プロ野球のヤクルトは2020年6月5日、新型コロナウイルスの感染を調べるPCR検査を受けた村上宗隆内野手(20)の検査結果が陰性だったと発表した。村上は発熱とのどの痛みを訴え、4日午後に病院を受診。医師から勧められPCR検査を実施した。また、村上と同じくPCR検査を受けたアルバート・スアレス投手(30)の検査結果は6月5日の19時時点で判明していない。
5日の巨人戦は予定通りに開催
日本球界では3月末に阪神の3選手にウイルス感染の陽性反応が確認された。6月3日には、巨人の坂本勇人内野手(31)と大城卓三捕手(27)にウイルスの陽性反応が確認され、同日に東京ドームで予定されていた巨人-西武戦が急きょ中止になった。坂本、大城ともにその後に受けたPCR検査で陰性の判定が確認され、今後は専門家の助言を受けながらチームの合流を目指していく。
坂本と大城のケースは、新型コロナウイルスの感染歴を調べる抗体検査の結果、ウイルスの感染後に回復したことを示す「IgG抗体」が確認され、その後のPCR検査で陽性判定が出た。2選手ともにウイルス感染から回復した後、一定の時間がたっているとみられ、3日と4日に実施したPCR検査では陰性の判定が出ており、6月19日の公式戦開幕も視界にとらえている。
幸いにも村上は陰性判定だったものの、陽性反応が出た場合、チーム内で感染が拡大する恐れがあった。村上は2日と3日に神宮で行われた中日との練習試合に出場しており、少なからずチームメイトと何らかの接触があったとみられる。また、村上、スアレスのPCR検査の判定結果がまだ判明していなかったことから5日午後2時から予定されていた東京ドームでの巨人戦は予定通り行われた。

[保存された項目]

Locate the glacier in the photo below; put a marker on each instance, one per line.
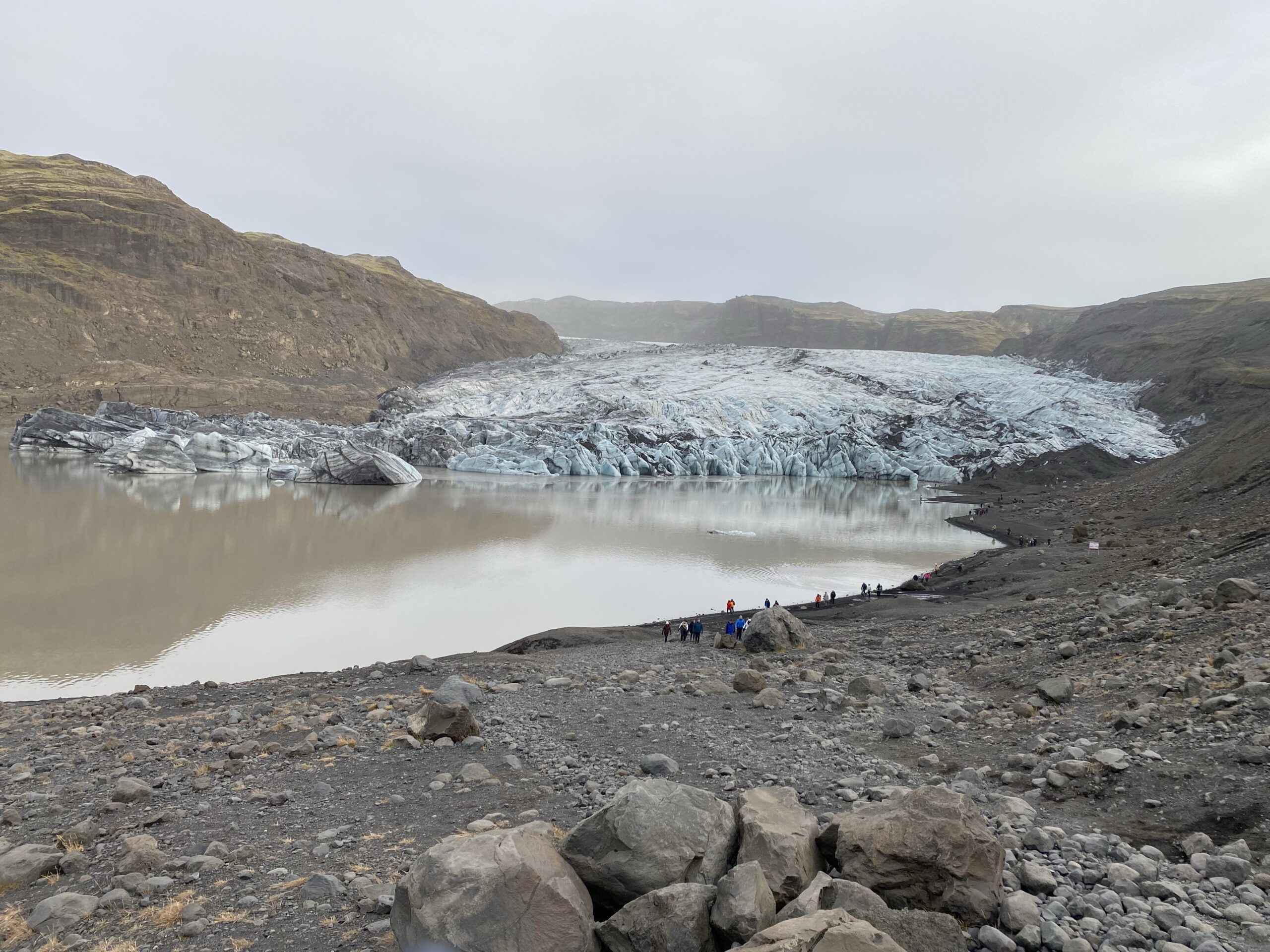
(619, 409)
(645, 409)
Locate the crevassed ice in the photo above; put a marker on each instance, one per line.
(625, 409)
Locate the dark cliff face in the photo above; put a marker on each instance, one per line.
(114, 287)
(774, 321)
(1205, 348)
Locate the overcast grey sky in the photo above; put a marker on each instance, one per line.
(889, 154)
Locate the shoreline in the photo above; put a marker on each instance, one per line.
(244, 794)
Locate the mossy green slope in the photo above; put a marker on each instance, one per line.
(114, 287)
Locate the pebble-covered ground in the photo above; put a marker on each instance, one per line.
(1107, 711)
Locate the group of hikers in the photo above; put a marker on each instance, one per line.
(691, 630)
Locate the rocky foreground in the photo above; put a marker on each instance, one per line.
(1065, 749)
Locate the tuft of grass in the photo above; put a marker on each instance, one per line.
(13, 927)
(229, 916)
(167, 916)
(115, 946)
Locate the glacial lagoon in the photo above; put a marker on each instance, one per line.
(111, 581)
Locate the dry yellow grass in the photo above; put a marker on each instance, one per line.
(167, 916)
(229, 916)
(13, 927)
(115, 946)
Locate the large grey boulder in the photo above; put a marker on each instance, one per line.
(431, 720)
(829, 931)
(215, 452)
(141, 853)
(455, 690)
(496, 892)
(26, 864)
(1117, 604)
(62, 912)
(910, 928)
(867, 686)
(745, 903)
(653, 834)
(130, 790)
(148, 452)
(780, 834)
(671, 919)
(774, 630)
(1057, 691)
(749, 679)
(1231, 591)
(1020, 910)
(352, 465)
(926, 849)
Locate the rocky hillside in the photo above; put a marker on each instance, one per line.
(111, 287)
(1206, 348)
(774, 321)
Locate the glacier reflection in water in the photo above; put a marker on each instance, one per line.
(111, 581)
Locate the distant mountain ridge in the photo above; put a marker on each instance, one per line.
(774, 321)
(111, 287)
(1205, 347)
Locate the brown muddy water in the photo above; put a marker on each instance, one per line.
(111, 581)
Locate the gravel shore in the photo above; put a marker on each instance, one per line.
(1100, 706)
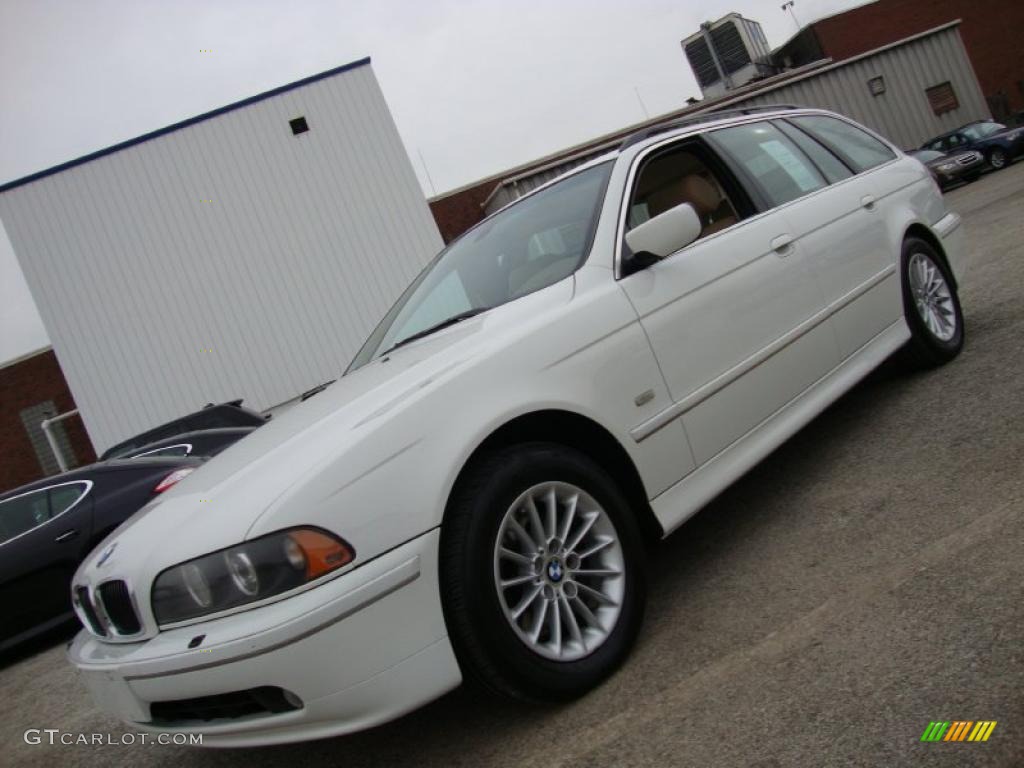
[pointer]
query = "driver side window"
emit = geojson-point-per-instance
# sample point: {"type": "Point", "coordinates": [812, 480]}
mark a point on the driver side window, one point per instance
{"type": "Point", "coordinates": [681, 176]}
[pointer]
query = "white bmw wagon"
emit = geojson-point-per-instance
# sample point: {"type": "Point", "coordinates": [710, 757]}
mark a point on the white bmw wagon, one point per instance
{"type": "Point", "coordinates": [581, 372]}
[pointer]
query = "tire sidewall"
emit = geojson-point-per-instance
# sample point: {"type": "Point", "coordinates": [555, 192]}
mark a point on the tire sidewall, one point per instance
{"type": "Point", "coordinates": [532, 675]}
{"type": "Point", "coordinates": [935, 347]}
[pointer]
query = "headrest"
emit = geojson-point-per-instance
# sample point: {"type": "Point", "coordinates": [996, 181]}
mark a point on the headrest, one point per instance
{"type": "Point", "coordinates": [696, 190]}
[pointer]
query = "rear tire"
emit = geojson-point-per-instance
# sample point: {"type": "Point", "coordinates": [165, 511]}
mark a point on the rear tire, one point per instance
{"type": "Point", "coordinates": [931, 305]}
{"type": "Point", "coordinates": [582, 620]}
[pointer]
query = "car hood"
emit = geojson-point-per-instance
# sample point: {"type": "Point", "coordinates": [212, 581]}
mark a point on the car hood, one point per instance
{"type": "Point", "coordinates": [218, 504]}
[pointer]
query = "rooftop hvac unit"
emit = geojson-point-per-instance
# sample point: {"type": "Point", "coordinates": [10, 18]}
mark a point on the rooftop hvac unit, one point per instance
{"type": "Point", "coordinates": [727, 53]}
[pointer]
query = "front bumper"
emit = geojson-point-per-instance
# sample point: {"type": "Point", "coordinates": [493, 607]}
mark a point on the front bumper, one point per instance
{"type": "Point", "coordinates": [358, 650]}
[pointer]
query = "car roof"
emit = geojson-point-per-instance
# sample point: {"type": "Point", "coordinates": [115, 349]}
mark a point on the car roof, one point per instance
{"type": "Point", "coordinates": [695, 122]}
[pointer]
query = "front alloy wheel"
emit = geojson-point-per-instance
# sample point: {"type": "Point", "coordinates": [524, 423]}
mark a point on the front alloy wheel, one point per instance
{"type": "Point", "coordinates": [542, 572]}
{"type": "Point", "coordinates": [559, 570]}
{"type": "Point", "coordinates": [932, 296]}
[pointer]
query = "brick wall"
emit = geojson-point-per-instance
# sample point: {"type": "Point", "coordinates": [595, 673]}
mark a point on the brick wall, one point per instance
{"type": "Point", "coordinates": [24, 384]}
{"type": "Point", "coordinates": [991, 31]}
{"type": "Point", "coordinates": [460, 210]}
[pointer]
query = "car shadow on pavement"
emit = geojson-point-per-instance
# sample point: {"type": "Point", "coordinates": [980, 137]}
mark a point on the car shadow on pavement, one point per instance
{"type": "Point", "coordinates": [59, 635]}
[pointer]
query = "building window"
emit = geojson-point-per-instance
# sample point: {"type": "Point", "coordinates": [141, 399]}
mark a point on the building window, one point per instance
{"type": "Point", "coordinates": [942, 97]}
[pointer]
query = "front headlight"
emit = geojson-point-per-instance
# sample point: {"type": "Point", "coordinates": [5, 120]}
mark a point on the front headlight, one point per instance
{"type": "Point", "coordinates": [246, 573]}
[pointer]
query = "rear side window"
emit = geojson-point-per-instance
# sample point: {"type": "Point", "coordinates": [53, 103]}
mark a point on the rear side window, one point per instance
{"type": "Point", "coordinates": [858, 148]}
{"type": "Point", "coordinates": [827, 163]}
{"type": "Point", "coordinates": [180, 450]}
{"type": "Point", "coordinates": [23, 513]}
{"type": "Point", "coordinates": [772, 160]}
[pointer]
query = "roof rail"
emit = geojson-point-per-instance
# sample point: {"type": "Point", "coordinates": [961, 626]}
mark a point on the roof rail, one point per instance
{"type": "Point", "coordinates": [705, 117]}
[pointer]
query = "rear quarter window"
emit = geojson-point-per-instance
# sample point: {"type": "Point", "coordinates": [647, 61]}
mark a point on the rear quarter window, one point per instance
{"type": "Point", "coordinates": [857, 147]}
{"type": "Point", "coordinates": [773, 162]}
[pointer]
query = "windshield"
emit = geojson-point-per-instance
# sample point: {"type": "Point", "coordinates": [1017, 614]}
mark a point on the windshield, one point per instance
{"type": "Point", "coordinates": [980, 130]}
{"type": "Point", "coordinates": [525, 247]}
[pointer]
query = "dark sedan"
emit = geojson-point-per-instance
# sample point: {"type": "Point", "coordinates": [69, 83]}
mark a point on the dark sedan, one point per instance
{"type": "Point", "coordinates": [202, 442]}
{"type": "Point", "coordinates": [950, 169]}
{"type": "Point", "coordinates": [996, 143]}
{"type": "Point", "coordinates": [48, 526]}
{"type": "Point", "coordinates": [211, 417]}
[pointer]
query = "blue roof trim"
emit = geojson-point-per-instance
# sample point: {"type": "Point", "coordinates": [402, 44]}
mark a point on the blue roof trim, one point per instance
{"type": "Point", "coordinates": [183, 124]}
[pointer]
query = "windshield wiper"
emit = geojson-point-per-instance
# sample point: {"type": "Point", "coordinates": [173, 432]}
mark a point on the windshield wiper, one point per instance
{"type": "Point", "coordinates": [436, 327]}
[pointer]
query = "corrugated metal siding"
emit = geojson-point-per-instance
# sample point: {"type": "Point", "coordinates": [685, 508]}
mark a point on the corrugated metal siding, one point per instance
{"type": "Point", "coordinates": [902, 113]}
{"type": "Point", "coordinates": [158, 302]}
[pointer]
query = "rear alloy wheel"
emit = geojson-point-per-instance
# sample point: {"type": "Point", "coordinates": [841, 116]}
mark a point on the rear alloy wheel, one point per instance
{"type": "Point", "coordinates": [931, 305]}
{"type": "Point", "coordinates": [996, 159]}
{"type": "Point", "coordinates": [542, 573]}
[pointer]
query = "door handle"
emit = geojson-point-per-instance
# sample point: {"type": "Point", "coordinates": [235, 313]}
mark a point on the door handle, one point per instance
{"type": "Point", "coordinates": [781, 245]}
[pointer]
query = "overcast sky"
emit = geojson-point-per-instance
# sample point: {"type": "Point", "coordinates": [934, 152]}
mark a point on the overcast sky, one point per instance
{"type": "Point", "coordinates": [474, 86]}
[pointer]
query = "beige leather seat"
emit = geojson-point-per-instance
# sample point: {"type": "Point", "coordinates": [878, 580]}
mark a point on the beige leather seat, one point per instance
{"type": "Point", "coordinates": [699, 193]}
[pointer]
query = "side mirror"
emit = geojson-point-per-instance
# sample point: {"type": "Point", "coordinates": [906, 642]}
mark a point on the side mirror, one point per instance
{"type": "Point", "coordinates": [663, 236]}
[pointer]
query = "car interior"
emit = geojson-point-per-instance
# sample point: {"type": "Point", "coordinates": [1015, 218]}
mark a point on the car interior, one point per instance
{"type": "Point", "coordinates": [678, 177]}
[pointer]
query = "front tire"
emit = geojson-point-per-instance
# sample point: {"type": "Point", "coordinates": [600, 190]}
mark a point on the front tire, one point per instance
{"type": "Point", "coordinates": [542, 573]}
{"type": "Point", "coordinates": [931, 305]}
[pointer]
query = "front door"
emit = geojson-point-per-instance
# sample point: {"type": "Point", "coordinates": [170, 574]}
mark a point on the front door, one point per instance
{"type": "Point", "coordinates": [731, 317]}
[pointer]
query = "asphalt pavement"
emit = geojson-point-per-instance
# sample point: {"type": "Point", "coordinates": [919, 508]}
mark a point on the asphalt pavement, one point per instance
{"type": "Point", "coordinates": [863, 581]}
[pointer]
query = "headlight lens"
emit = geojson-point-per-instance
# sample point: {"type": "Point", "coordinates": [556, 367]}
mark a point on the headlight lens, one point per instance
{"type": "Point", "coordinates": [248, 572]}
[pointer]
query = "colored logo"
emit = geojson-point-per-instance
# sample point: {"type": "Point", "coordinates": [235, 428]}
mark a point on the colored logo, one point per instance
{"type": "Point", "coordinates": [958, 730]}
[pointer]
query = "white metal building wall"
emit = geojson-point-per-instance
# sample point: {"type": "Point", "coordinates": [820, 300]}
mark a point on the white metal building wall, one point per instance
{"type": "Point", "coordinates": [902, 113]}
{"type": "Point", "coordinates": [227, 258]}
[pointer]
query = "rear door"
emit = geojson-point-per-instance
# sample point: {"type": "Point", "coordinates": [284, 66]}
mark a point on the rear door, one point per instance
{"type": "Point", "coordinates": [842, 227]}
{"type": "Point", "coordinates": [727, 315]}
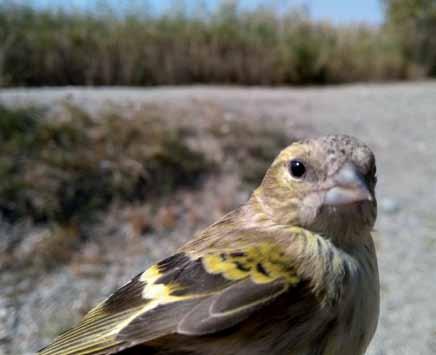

作業指示 A: 本文抜粋に名前が出てくる選手は誰ですか。本文に記された守備位置とあわせて、すべて挙げてください。
作業指示 B:
次の(i)〜(iii)は本文抜粋の内容と合っていますか。それぞれ「はい」か「いいえ」で答え、判断の根拠となる本文の言葉をそのまま引用してください。
(i) 村上は中日との練習試合に出場していた。
(ii) 6月3日の巨人-西武戦は予定通り行われた。
(iii) スアレスの検査結果は6月5日19時の時点で陰性と判明していた。
作業指示 C: ヤクルト・村上選手のPCR検査を伝える本文抜粋を、最後の文のあとから書き継いでください。

解答 A:
村上宗隆（内野手）
アルバート・スアレス（投手）
坂本勇人（内野手）
大城卓三（捕手）

解答 B:
(i) はい。「村上は2日と3日に神宮で行われた中日との練習試合に出場しており」
(ii) いいえ。「同日に東京ドームで予定されていた巨人-西武戦が急きょ中止になった」
(iii) いいえ。「6月5日の19時時点で判明していない」

解答 C:
「NPBは早急に着手してほしい」
現時点で新型コロナウイルスの感染歴を調べる抗体検査を実施したのは、12球団でソフトバンクと巨人の2球団のみ。広島は今後、独自にPCR検査を実施することを検討していると公表したが、検査の実施には至っていない。抗体検査、PCR検査はあくまでも球団主導によるもので、複数の球界OBから日本野球機構(NPB)主導で検査を実施するべきだと主張する声が上がっている。
在京球団のOBは「検査の実施については様々な意見があると思いますが、実施する球団としない球団が存在するのは疑問です。NPBが主導して検査を実施し12球団の足並みをそろえるべき。いくら厳しく管理しても感染の可能性はあるわけですから、全ての球団で検査することである程度、選手も安心してプレー出来ると思います。開幕まで2週間しかないので、NPBは早急に着手してほしい」と訴えた。